►
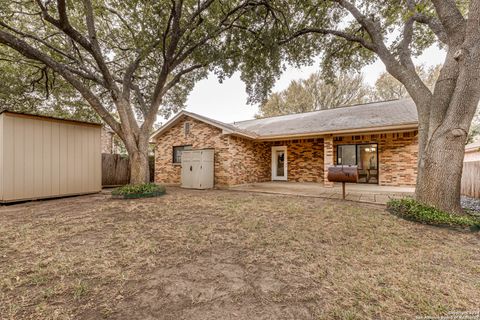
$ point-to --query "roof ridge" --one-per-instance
◄
►
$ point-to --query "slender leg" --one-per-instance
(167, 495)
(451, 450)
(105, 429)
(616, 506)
◄
Aim of the task:
List every line of the data above that contains the string "instance", copying each line in full.

Output below:
$ point-to --query "roof ridge" --one-per-instance
$ point-to --query "slender leg" --one-per-instance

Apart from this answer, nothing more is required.